[Collected data entries]
<<<<
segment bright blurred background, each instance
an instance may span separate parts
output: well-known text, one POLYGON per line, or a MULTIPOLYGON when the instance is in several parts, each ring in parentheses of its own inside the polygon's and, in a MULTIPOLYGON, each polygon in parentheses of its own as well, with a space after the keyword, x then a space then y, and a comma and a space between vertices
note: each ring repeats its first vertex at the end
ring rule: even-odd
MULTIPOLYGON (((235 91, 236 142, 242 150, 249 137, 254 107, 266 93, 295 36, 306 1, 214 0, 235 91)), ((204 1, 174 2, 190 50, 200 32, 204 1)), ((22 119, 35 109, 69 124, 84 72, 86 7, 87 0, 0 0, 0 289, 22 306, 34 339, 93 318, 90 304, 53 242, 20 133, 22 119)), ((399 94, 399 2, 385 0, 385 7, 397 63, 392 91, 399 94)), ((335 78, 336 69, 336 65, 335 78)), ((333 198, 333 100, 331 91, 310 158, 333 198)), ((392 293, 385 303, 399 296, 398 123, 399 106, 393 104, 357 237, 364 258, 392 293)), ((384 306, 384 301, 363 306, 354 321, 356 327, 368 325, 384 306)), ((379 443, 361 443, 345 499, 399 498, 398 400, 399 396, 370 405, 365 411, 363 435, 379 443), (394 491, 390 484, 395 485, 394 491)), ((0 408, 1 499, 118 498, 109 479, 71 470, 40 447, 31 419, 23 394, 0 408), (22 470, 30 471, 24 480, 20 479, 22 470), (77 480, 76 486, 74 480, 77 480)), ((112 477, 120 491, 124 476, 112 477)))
>>>>
# Problem requirements
Copy the listing above line for line, without changing anything.

# Solution to this problem
segment bright blurred background, each instance
an instance may span separate parts
output: well-known text, one POLYGON per line, or a MULTIPOLYGON when the instance is in several parts, each ring in parentheses of its own inside the polygon's and, in a MULTIPOLYGON, each polygon in parentheses of its own as well, with a space after the keyword, x then a space then y, and a comma and a space between vertices
note: each ring repeats its first vertex at the end
ring rule: even-odd
MULTIPOLYGON (((235 91, 236 142, 242 150, 249 137, 254 107, 266 93, 295 36, 306 1, 214 0, 235 91)), ((204 1, 174 2, 190 50, 200 32, 204 1)), ((22 119, 35 109, 69 124, 84 72, 86 7, 87 0, 0 0, 0 289, 22 306, 34 339, 93 318, 90 304, 53 242, 20 133, 22 119)), ((399 94, 399 2, 385 0, 385 7, 397 63, 392 91, 399 94)), ((335 78, 336 69, 336 65, 335 78)), ((333 198, 333 100, 331 91, 310 158, 333 198)), ((392 293, 385 303, 399 296, 398 123, 399 106, 393 104, 357 237, 364 258, 392 293)), ((384 306, 384 301, 363 306, 354 321, 356 327, 368 325, 384 306)), ((379 443, 361 443, 345 499, 399 498, 398 400, 399 396, 370 405, 365 411, 363 435, 379 443), (394 491, 390 484, 395 485, 394 491)), ((0 408, 1 499, 118 498, 109 479, 71 470, 40 447, 31 419, 23 394, 0 408), (22 470, 30 471, 24 480, 20 479, 22 470), (77 480, 76 486, 74 480, 77 480)), ((112 477, 120 491, 124 476, 112 477)))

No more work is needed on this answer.